**Source excerpt:**

○ ○ ○ ○ ○ ○ ○

Microsoft announced Monday that it had signed on as the first foundation customer for the America Europe Connect (AEConnect) subsea cable being laid across the Atlantic by Aqua Comms Limited and TE SubCom. Scheduled to go into service in December, the 5,400-kilometer-long fiber optic cable connecting Shirley, New York, and Killala, Ireland, will provide low-latency, 100-Gbps connectivity for Microsoft and other Internet service providers.

Redmond is also adding more long-haul fiber capacity for its data centers in a partnership with Hibernia Networks in Ireland, and has joined a consortium to build the New Cross Pacific Cable Network (pictured) between North America and Asia.

Not Enough Subsea Capacity for 100 Gbps

"As people and organizations expect data and information at their fingertips, Microsoft must have an infrastructure that can deliver the cloud services, including Azure, which our customers need to support their global businesses," Network Enablement Managing Director David Crowley said in a Microsoft Azure blog post. With the company's rapid growth in cloud services, "we need a strong subsea strategy to ensure our customers experience high availability access to their data," he said.

Microsoft has made significant investments over the past nine months to expand both its terrestrial and subsea dark fiber capacity, Crowley noted. The new partner projects announced Monday will make the company's connections across both the Atlantic and the Pacific even stronger, he added.

"Out of approximately 230 subsea cables across the globe, very few are currently equipped to fully support coherent technology with 100-Gbps capabilities," Crowley said in a statement released with the AEConnect announcement. "With bandwidth-hungry applications on the rise, we want to ensure our customers are getting the capacity across the Atlantic that they need. AEConnect aids in future-proofing our transatlantic capacity requirements, connecting directly to our operations in Ireland and onward into Europe to support our expanding data network capacity needs."

Data Volume Doubling Every Two Years

Data is doubling in volume every two years, according to a report last year from the IT-as-a-service company EMC and the analyst firm IDC. By 2020, the world will be generating and processing 44 zettabytes -- which is 44 trillion gigabytes -- worth of data every year.

According to Hibernia Networks, the new Hibernia Express fiber optic cable it is laying between Nova Scotia and Brean in the U.K. will provide the fastest network route available across the Atlantic, reducing existing cable system latency by at least 5 milliseconds. The cable is expected to go into service in September.

Meanwhile, the consortium Microsoft has joined for cross-Pacific networking is laying a 13,000-plus-kilometer cable between Hillsboro, Oregon, and multiple endpoints in Japan, Taiwan, South Korea and the Chinese mainland. Construction on that cable line has just started, with service is scheduled to begin in late 2017.

○ ○ ○ ○ ○ ○ ○

**Provided information:**
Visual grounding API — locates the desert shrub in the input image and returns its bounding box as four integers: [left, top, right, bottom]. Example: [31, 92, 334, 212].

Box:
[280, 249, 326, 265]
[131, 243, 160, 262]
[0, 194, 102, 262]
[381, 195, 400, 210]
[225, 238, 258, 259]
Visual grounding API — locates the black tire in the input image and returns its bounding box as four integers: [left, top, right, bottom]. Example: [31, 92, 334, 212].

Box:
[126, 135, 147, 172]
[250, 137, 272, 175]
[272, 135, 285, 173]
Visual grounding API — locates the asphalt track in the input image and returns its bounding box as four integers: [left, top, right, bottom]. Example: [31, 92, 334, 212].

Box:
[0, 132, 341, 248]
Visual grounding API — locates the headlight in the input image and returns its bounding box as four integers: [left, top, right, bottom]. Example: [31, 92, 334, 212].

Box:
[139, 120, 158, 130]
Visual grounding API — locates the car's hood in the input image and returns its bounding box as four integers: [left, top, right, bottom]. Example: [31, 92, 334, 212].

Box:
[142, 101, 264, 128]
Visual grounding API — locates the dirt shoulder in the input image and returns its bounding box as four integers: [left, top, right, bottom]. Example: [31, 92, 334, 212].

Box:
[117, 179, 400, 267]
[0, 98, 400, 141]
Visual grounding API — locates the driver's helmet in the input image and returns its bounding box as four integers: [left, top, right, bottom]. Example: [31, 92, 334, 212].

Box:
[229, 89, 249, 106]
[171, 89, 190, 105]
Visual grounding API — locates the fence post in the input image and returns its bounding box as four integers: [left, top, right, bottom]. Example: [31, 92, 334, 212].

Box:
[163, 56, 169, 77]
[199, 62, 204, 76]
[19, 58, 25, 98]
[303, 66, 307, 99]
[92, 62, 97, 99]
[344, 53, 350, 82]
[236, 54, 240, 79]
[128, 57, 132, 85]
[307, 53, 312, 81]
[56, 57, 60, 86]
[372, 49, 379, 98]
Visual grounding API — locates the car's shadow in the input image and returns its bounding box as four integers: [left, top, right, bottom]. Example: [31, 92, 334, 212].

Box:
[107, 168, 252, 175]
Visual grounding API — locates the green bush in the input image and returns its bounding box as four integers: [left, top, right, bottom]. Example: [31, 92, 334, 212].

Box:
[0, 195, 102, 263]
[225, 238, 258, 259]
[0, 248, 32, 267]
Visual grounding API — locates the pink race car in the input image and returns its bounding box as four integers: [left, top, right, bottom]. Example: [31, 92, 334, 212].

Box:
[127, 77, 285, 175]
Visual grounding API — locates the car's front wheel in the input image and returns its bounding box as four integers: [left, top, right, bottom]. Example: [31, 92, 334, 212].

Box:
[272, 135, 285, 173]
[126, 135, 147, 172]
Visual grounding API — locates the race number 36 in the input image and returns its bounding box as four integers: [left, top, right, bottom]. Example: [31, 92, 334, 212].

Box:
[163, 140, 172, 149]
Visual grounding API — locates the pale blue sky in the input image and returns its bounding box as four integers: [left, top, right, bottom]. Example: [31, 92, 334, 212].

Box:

○ ○ ○ ○ ○ ○ ○

Which subsea or fiber optic cables does the article about Microsoft's cable investments name?

**Solution:**
- America Europe Connect (AEConnect)
- Hibernia Express
- New Cross Pacific Cable Network